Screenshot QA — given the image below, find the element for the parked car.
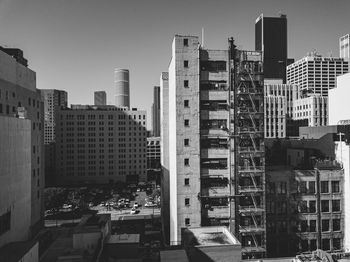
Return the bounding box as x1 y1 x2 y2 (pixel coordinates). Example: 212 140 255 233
133 202 139 208
145 202 157 208
130 208 140 214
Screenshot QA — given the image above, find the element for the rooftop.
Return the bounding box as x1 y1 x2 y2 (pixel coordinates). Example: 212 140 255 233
183 226 240 247
160 250 189 262
0 240 37 262
106 234 140 244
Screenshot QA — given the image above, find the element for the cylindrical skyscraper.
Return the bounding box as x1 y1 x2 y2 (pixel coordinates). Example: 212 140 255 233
114 68 130 108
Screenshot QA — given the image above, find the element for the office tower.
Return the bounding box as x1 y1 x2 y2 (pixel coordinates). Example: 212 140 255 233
255 14 288 83
264 84 297 138
152 86 161 136
40 89 67 186
287 54 349 97
114 69 130 108
329 72 350 125
163 35 266 258
340 34 349 60
55 105 147 185
0 48 44 238
147 137 160 169
94 91 107 106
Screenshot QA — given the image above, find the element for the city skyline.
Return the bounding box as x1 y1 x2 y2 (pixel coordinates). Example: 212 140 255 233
0 0 349 129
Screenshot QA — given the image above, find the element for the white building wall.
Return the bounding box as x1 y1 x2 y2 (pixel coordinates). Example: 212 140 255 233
329 73 350 125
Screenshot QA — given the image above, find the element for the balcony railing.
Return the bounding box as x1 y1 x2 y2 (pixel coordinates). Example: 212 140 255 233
239 225 265 233
238 205 265 213
238 166 264 172
201 187 230 197
238 185 263 193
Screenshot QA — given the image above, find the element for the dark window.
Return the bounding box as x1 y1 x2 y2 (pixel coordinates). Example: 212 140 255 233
322 239 330 251
309 200 316 213
184 158 189 166
321 181 329 193
333 219 341 231
183 38 188 46
333 238 341 250
185 198 190 206
6 105 9 114
308 181 315 194
321 200 329 212
310 239 317 251
184 60 189 68
184 178 189 186
309 220 316 232
184 80 189 88
331 181 340 193
184 119 189 126
185 218 190 226
322 219 329 232
184 100 189 107
0 104 2 113
184 139 189 146
0 211 11 235
332 200 341 212
299 181 307 193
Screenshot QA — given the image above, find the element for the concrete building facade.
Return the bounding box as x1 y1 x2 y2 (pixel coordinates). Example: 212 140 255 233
114 69 130 108
147 137 160 169
329 72 350 125
340 34 349 60
163 35 266 258
55 105 147 185
287 55 349 97
94 91 107 106
152 86 161 136
293 95 328 127
0 116 31 247
0 48 44 236
40 89 67 186
264 84 297 138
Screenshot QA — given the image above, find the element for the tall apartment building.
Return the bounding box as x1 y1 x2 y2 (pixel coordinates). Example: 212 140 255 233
0 48 44 237
147 137 160 169
55 105 147 185
340 34 349 60
152 86 161 136
114 69 130 108
255 14 293 83
163 35 266 258
94 91 107 106
264 84 297 138
287 55 349 97
41 89 67 186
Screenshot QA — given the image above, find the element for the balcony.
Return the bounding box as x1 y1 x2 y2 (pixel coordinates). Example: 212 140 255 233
206 206 230 219
201 90 229 101
239 205 265 213
201 168 230 178
238 166 264 173
237 145 264 154
201 148 228 158
201 187 230 197
239 225 265 233
238 185 263 193
201 110 229 120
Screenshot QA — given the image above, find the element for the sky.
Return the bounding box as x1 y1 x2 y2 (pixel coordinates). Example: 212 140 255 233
0 0 349 130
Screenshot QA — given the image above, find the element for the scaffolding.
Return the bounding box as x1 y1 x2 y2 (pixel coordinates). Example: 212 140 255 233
229 38 266 259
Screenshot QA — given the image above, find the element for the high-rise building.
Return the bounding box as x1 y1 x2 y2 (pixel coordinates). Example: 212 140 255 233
162 35 266 258
255 14 288 83
40 89 67 186
287 54 349 97
340 34 349 60
94 91 107 106
55 105 147 185
147 137 160 169
264 84 297 138
152 86 161 136
0 48 44 237
114 69 130 108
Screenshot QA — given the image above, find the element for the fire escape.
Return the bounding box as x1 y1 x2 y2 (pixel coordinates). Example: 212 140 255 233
229 40 266 259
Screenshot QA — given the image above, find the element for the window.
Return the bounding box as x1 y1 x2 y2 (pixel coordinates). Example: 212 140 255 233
184 158 189 166
0 211 11 235
331 181 340 193
321 200 329 212
183 38 188 46
185 198 190 206
309 200 316 213
184 80 189 88
308 181 316 194
333 238 341 250
299 181 307 193
310 239 317 251
333 219 341 231
184 119 189 127
184 100 189 107
322 239 330 250
185 218 190 226
322 219 330 232
184 60 189 68
184 178 189 186
184 139 189 146
332 200 341 212
309 220 316 232
321 181 329 193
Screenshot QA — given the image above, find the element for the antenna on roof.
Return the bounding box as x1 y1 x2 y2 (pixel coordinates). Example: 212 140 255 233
202 28 204 48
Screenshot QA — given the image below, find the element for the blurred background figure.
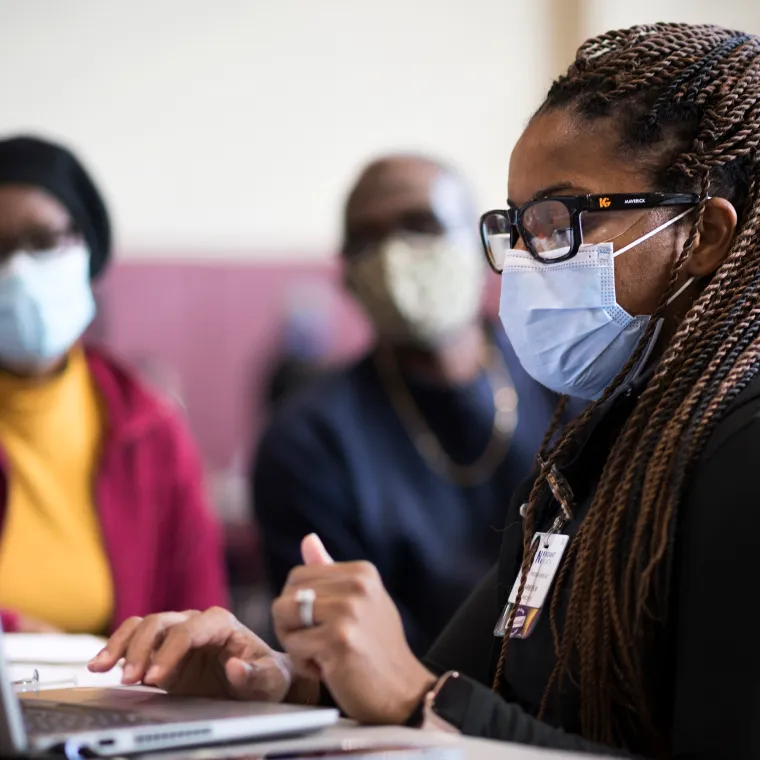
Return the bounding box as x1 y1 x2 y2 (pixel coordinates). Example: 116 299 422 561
253 155 570 655
216 279 339 517
261 279 336 413
0 136 227 634
211 279 338 634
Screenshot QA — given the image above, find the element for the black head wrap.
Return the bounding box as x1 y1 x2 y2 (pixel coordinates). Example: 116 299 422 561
0 136 111 278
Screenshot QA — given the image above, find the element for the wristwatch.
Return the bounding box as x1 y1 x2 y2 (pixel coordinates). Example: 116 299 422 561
419 671 472 734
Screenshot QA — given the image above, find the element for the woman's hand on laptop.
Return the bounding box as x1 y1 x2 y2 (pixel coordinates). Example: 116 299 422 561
272 534 436 725
87 608 318 705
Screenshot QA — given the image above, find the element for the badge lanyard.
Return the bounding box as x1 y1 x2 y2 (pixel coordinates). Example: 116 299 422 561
494 464 573 640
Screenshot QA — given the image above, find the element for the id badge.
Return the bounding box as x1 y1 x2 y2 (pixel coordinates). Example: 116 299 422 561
494 532 569 639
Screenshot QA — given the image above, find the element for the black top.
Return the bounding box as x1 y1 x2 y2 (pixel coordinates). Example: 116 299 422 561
420 366 760 759
253 326 571 655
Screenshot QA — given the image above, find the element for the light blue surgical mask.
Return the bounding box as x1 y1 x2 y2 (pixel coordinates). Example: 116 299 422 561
0 244 95 365
498 210 694 400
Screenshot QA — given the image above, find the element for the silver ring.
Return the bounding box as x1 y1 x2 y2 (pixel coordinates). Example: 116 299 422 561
295 588 316 628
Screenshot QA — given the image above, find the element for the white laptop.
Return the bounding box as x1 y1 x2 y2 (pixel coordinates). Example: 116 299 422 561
0 626 338 757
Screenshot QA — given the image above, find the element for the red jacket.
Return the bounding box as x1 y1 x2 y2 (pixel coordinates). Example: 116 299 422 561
0 346 228 633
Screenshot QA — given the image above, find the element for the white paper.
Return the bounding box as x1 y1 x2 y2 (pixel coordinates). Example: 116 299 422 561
9 663 124 689
4 633 106 664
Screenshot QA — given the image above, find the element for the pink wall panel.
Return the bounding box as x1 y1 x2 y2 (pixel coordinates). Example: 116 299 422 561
91 260 371 470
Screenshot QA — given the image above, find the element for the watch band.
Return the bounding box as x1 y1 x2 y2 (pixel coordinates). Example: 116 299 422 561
420 671 465 734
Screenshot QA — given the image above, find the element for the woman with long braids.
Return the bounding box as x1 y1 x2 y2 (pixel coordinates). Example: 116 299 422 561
90 23 760 758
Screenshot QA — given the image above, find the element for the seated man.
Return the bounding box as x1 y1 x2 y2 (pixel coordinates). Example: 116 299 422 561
0 135 227 633
253 155 570 655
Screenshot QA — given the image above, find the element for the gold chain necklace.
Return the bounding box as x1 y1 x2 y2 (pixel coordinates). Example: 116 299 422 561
374 337 518 487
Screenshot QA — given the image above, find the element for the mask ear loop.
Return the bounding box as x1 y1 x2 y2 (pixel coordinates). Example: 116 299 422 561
665 275 697 305
613 207 695 258
613 205 700 307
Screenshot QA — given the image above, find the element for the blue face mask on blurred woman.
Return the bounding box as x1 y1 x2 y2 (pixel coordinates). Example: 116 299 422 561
498 212 694 400
0 244 95 365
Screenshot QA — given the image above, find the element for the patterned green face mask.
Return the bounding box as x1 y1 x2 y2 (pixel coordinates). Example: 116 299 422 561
346 232 485 348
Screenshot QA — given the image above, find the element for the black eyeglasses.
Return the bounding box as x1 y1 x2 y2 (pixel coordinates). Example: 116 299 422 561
480 192 700 272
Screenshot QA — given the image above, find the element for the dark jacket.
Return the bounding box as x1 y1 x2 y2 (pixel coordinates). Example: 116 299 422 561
253 327 570 655
421 366 760 758
0 346 228 634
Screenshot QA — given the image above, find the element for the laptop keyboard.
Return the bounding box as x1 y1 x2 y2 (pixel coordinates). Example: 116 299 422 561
23 703 162 735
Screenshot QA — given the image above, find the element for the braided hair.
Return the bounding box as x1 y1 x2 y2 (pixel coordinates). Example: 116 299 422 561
493 23 760 753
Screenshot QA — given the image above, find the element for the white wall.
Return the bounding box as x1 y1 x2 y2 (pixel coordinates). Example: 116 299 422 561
0 0 554 260
583 0 760 41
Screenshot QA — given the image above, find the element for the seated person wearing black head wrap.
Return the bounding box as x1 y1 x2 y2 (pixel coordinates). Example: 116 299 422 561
0 136 228 634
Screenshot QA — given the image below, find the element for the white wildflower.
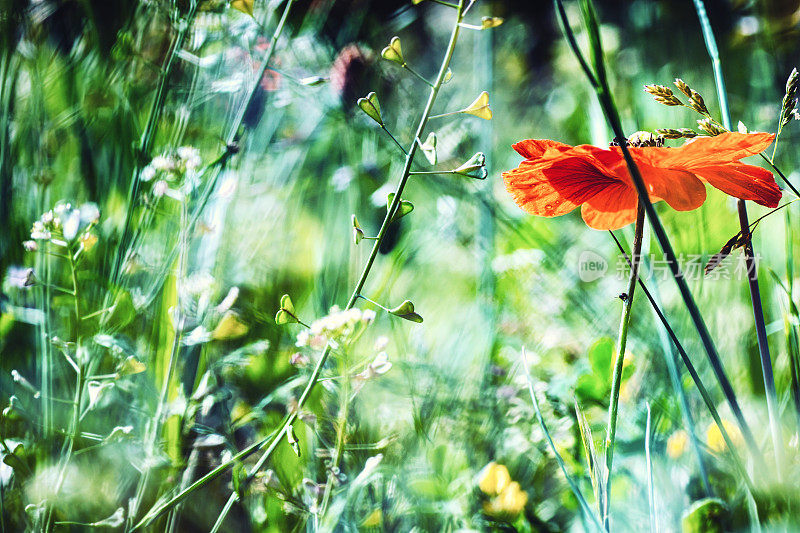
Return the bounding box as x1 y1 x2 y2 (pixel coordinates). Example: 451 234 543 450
152 180 168 197
140 165 156 182
30 221 50 240
355 351 392 381
151 155 174 171
177 146 202 170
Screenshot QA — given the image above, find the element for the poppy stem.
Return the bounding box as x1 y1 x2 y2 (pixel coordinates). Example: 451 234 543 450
603 203 644 531
738 200 784 477
692 0 784 477
610 231 754 495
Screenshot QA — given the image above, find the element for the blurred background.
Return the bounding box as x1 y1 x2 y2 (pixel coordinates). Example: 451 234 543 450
2 0 800 530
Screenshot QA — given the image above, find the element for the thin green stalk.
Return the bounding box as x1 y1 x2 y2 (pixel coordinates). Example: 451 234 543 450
555 0 763 468
610 232 712 496
44 245 85 532
692 0 783 476
111 4 199 287
318 356 351 516
136 2 468 528
603 204 644 530
768 267 800 435
126 200 190 532
610 231 755 494
521 349 604 532
784 208 800 432
645 404 656 533
403 64 434 87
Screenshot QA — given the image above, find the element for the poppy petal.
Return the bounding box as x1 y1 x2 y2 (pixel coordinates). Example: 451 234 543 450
643 132 774 169
614 160 707 211
692 163 781 207
512 139 572 159
580 182 639 230
503 155 618 218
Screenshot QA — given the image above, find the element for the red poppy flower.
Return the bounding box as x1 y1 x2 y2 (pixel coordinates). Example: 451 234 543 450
502 132 781 230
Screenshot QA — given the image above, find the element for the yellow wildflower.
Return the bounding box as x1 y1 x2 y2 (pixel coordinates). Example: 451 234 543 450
483 481 529 518
667 429 689 459
706 420 743 453
478 462 528 518
478 462 511 496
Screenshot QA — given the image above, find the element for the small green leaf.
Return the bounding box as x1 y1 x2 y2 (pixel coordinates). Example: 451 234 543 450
442 68 453 84
275 294 298 325
300 76 328 86
454 152 487 179
461 91 492 120
280 294 295 314
387 193 414 222
357 92 383 126
681 498 727 533
481 16 504 29
287 424 301 457
380 36 404 65
419 132 437 164
212 311 249 340
230 0 254 16
275 310 296 325
117 355 146 376
352 214 364 244
232 462 247 498
388 300 423 323
105 290 136 330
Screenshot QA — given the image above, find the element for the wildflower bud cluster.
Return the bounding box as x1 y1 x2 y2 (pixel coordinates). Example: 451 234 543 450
295 305 376 350
25 202 100 251
140 146 203 199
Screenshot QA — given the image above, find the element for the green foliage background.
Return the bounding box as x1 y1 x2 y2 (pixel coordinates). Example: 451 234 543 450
2 0 800 531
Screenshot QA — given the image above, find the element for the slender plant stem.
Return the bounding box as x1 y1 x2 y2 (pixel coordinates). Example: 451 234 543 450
692 0 783 476
44 245 85 532
645 404 656 533
610 232 712 495
136 2 468 528
609 233 756 491
126 200 189 531
522 349 604 532
403 64 434 87
555 0 763 468
111 4 199 287
318 355 351 516
783 208 800 433
603 204 644 530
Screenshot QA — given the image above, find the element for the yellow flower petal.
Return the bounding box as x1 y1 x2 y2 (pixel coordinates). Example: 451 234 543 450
478 462 511 496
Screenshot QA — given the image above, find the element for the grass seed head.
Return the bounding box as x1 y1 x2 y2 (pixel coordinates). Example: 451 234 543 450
696 118 726 136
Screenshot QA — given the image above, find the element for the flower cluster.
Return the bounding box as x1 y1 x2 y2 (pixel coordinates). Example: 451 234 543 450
140 146 203 200
477 462 529 518
25 202 100 250
295 306 376 350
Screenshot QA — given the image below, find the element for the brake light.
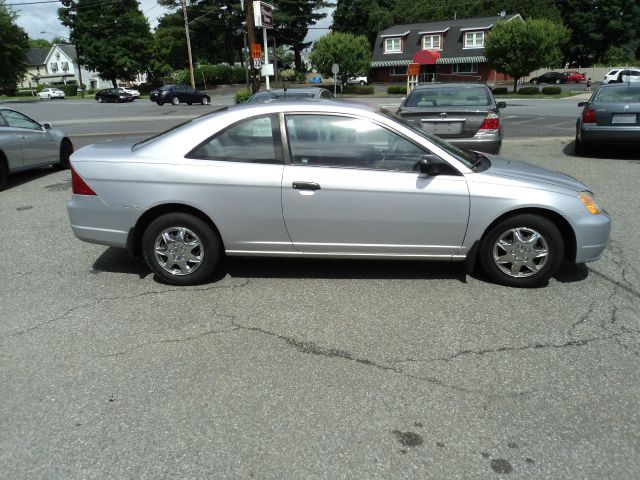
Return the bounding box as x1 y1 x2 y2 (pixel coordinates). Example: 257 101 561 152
479 112 500 132
582 108 596 123
71 167 96 195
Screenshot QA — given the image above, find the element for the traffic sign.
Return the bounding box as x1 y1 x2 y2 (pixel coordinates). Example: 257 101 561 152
253 58 263 69
251 43 262 59
253 1 274 29
331 63 339 75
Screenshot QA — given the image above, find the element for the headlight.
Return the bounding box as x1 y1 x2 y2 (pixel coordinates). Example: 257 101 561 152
579 191 601 214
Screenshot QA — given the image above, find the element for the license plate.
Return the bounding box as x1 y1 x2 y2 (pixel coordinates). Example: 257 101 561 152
421 121 464 135
612 114 637 124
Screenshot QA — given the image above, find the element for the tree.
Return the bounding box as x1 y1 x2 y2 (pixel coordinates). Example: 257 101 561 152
485 18 568 92
556 0 640 66
272 0 330 72
332 0 395 47
58 0 153 87
29 38 52 48
0 1 29 88
309 32 371 86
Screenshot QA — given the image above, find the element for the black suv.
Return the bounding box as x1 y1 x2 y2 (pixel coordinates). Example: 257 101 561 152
150 85 211 106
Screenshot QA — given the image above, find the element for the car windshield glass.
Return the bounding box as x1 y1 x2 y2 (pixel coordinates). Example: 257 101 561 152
378 107 476 168
593 86 640 103
405 87 491 107
275 92 314 98
132 108 228 149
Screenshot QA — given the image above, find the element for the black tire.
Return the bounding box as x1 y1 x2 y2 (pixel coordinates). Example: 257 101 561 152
479 214 564 287
555 79 561 84
142 213 222 286
53 140 73 170
0 154 8 191
187 102 192 105
574 135 587 156
201 96 209 105
359 80 366 86
98 97 103 103
157 99 164 106
171 96 180 105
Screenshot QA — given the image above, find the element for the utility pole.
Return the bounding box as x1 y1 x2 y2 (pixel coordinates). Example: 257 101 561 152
182 0 196 89
245 0 260 93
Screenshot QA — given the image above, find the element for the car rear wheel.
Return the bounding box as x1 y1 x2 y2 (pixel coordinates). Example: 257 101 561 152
574 134 588 156
201 97 209 105
157 99 164 106
479 214 564 287
171 96 180 105
98 97 103 103
142 213 222 286
359 80 366 86
555 79 561 84
53 140 73 170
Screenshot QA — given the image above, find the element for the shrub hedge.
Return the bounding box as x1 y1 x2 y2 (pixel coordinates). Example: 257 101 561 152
387 85 407 94
541 86 562 95
343 85 374 95
234 89 252 104
518 86 540 95
492 87 508 95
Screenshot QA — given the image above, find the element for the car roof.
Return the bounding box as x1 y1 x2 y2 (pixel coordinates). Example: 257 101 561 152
412 82 489 91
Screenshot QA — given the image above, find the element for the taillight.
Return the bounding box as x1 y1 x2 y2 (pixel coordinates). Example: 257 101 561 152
479 112 500 132
582 108 596 123
71 167 96 195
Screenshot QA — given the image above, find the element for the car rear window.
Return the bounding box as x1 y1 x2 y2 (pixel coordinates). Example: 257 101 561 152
405 87 491 107
593 87 640 103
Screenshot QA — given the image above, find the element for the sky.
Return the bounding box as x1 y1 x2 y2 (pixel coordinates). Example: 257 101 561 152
10 0 333 45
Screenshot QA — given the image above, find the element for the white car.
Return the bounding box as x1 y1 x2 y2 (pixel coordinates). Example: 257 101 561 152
347 76 368 86
38 88 65 100
120 87 141 98
604 68 640 84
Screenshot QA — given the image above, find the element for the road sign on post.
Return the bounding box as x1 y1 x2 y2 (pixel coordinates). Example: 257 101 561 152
253 1 273 29
253 58 262 69
251 43 262 59
332 63 339 95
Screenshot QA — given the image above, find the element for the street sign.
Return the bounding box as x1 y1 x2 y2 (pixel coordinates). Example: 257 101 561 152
253 1 274 29
408 63 420 76
331 63 339 75
253 58 263 69
251 43 262 59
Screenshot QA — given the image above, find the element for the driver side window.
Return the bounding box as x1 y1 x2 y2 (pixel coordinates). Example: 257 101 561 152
285 114 426 172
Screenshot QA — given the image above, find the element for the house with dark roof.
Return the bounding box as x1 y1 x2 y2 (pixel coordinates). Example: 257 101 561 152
370 13 522 83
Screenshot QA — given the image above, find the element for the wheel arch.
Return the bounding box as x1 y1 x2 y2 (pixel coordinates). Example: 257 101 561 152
127 203 224 258
478 207 577 262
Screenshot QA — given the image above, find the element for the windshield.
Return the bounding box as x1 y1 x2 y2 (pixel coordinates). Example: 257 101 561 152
593 86 640 103
378 107 477 169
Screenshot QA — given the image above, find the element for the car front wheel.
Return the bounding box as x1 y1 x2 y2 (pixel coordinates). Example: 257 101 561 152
171 96 180 105
479 214 564 287
201 96 209 105
142 213 222 286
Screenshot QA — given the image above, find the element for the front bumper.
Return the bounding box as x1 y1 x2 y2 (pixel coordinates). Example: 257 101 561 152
570 209 612 263
580 125 640 145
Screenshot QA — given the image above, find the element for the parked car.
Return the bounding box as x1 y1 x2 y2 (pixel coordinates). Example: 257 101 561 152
530 72 569 84
564 71 587 83
246 87 335 103
396 83 505 154
0 108 73 190
95 88 134 103
150 85 210 105
575 83 640 155
67 101 610 288
38 88 65 100
603 68 640 84
614 69 640 83
347 76 369 86
120 87 141 98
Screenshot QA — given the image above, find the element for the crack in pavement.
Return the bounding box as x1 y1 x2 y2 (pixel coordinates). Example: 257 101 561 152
95 325 241 358
230 320 532 397
3 279 251 341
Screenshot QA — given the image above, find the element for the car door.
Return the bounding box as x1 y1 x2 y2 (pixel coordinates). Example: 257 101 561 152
184 113 293 253
1 110 57 167
0 110 24 170
281 113 470 257
184 86 197 103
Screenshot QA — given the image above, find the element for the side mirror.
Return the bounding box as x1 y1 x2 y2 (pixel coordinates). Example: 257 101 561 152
416 154 445 175
42 123 52 130
496 101 506 109
578 101 587 107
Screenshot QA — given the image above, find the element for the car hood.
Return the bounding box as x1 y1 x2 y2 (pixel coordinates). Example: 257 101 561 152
478 156 588 193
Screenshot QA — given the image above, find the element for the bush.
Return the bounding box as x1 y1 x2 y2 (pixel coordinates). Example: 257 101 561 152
387 85 407 95
342 85 374 95
16 90 36 97
541 86 562 95
235 89 252 104
518 86 540 95
59 83 79 97
280 69 296 81
230 66 246 84
492 87 508 95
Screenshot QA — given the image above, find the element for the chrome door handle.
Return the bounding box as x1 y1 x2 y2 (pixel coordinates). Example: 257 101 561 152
292 182 321 191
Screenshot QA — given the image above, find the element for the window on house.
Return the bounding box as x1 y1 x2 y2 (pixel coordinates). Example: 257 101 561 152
50 63 58 72
453 63 478 74
384 38 402 53
464 31 484 48
62 62 69 71
390 65 408 76
422 35 441 50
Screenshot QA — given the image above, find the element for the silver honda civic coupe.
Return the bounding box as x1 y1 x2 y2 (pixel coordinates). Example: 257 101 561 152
67 101 611 287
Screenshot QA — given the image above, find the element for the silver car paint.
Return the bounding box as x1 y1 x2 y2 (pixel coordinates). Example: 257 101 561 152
68 101 610 265
0 109 67 172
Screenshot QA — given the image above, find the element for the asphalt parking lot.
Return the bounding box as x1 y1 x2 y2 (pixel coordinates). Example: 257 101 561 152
1 98 639 479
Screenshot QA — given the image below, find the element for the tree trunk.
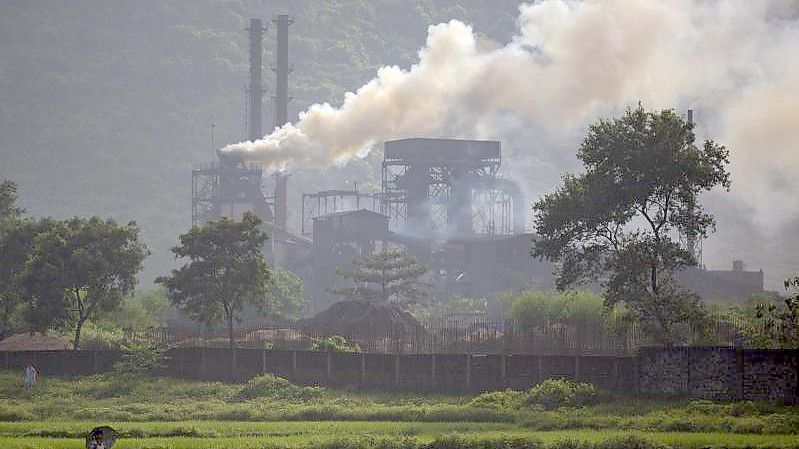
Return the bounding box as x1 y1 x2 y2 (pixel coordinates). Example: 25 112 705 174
74 316 86 350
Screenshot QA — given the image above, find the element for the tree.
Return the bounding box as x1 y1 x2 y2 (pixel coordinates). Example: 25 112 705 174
0 219 54 334
22 217 148 349
753 277 799 348
157 212 270 348
263 269 306 319
532 106 730 345
330 249 428 309
0 180 24 221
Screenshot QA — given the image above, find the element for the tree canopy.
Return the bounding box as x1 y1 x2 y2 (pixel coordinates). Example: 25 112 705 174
157 212 271 348
533 106 730 345
330 249 428 309
22 217 148 349
0 180 24 221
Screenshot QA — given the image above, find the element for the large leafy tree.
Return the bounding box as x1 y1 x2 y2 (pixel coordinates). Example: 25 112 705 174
0 180 29 333
157 212 270 348
0 218 55 333
22 217 148 349
330 249 428 309
533 106 730 345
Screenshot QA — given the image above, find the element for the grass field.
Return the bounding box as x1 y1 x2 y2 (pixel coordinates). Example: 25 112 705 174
1 371 797 448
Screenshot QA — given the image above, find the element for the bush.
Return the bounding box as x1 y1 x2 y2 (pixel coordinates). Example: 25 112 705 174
524 379 600 409
422 435 543 449
469 389 524 410
312 335 361 352
238 374 324 401
112 343 170 377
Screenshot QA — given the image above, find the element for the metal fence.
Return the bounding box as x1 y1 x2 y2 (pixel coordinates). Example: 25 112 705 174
123 311 785 355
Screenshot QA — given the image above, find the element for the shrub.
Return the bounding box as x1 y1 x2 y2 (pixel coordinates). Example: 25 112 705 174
423 435 543 449
524 379 600 409
469 389 524 410
237 374 324 401
312 335 361 352
112 343 169 377
591 435 665 449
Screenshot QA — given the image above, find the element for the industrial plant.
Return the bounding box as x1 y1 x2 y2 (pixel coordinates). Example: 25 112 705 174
191 16 764 316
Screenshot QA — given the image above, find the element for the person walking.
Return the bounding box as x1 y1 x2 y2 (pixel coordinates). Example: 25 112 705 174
23 364 38 389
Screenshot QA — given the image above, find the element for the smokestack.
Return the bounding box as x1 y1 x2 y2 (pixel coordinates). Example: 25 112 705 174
247 19 266 142
273 14 292 233
685 108 698 262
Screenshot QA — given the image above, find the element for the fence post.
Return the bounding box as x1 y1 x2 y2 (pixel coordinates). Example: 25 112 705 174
262 348 267 374
465 354 471 392
574 355 581 381
4 351 8 370
291 351 297 379
611 357 619 390
92 350 99 373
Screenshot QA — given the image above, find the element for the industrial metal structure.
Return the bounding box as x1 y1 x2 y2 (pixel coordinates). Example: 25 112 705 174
381 138 525 237
189 19 764 319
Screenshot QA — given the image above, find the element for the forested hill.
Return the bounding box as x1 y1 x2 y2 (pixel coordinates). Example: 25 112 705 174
0 0 521 284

→ **Problem**
Begin with the line above that has "sign on post." and continue through the line that has "the street sign.", setting each one down exactly. Stop there.

→ **Answer below**
Screenshot QA — given the image above, find the element for the road sign on post.
Return the bounding box as x1 y1 x2 y2 (pixel coordinates). Example: 257 101 561 152
253 1 273 29
253 58 262 69
251 43 262 59
332 63 339 95
Screenshot QA — given the image above, find the element for the street sign.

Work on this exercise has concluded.